--- SUPPLIED TEXT ---
********************
I'm not strongly invested in the controversy about this particular game.

However, I do want to clear up what is behind "misery tourism" as a concept, at least for me. And from reading Chauncy DeVega's post about this, I think he and I have a similar intellectual perspective on this.

It's not a question of defining fun. It's not even a question of defining "entertainment". It's a matter of the pretentious, self-indulgent, and voyeuristic quality of seeking to "experience" pain and suffering by inflicting it on yourself. The questionable element of "misery tourism" in games is that, in Mr. DeVega's words, you're "reducing hallowed ground to a tourism destination". That's a human and spiritual offense.

On top of that, and probably of far less concern to people in general, is the aesthetic offense of exploitation: appropriating tragedy for your own profit (social or monetary, it doesn't matter), and using high-minded impulses to fortify bad art against criticism. When writers do this, it's bad enough; when RPG designers do it, it's even worse, because the nature of the activity is such as to co-opt the participant-actors, making it even harder for them to critique what's going on.

arminius

Quote from: One Horse Town;403982Dunno what my point is now i've written that out, except it would be nice to have one place where we can talk about the shit we want to talk about without true-believers coming out of the woodwork to tell us we're wrong.
********************
--- RECORDS PROVIDED ---
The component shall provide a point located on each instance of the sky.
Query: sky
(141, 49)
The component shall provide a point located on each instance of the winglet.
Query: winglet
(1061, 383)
********************
--- TASKS TO CARRY OUT ---
**A)** Add 59 to every coordinate in the answers of the rows, and write those rows out again with their requests included. Begin at the line that has "of the winglet." and stop after the last line of the rows.
**B)** Carry on the forum post about "misery tourism" from where it stops.
The post on misery tourism has nothing to do with the rows.

--- RESULTS ---
**A)**
The component shall provide a point located on each instance of the winglet.
Query: winglet
(1120, 442)

**B)**
Your point is that cute rhetorical games and ideological cant aren't shielded by rules of politeness or heavy-handed moderation.

One Horse Town

Quote from: Elliot Wilen;403989Your point is that cute rhetorical games and ideological cant aren't shielded by rules of politeness or heavy-handed moderation.

That's certainly part of it. The other is that the proponents of said rhetorical games and idealogical cant don't seem to be able to resist the lure of a place that doesn't prescribe to their newsletter.

SgtSpaceWizard

Quote from: Drohem;403965Great post.  :hatsoff:

Hey,thanks!
 

Jason Morningstar

Thanks for the explanation, One Horse Town. I hope I'm not being inappropriate or offensive. I see people in this thread reflexively vilifying a game I know pretty well and know to be worthwhile, so I'm offering a different perspective than "bad game. Shouldn't be written." Other people seem genuinely perplexed, and with them I can have a conversation informed by my experience.

Eliot, that position has been articulated before and there's not much to say. My play has never felt exploitative, something I'm very sensitive to, and that's the only measure I have. Well, I guess in my case as a designer I also have the blessing and approval of the Warsaw Uprising Museum, who reviewed and liked Grey Ranks.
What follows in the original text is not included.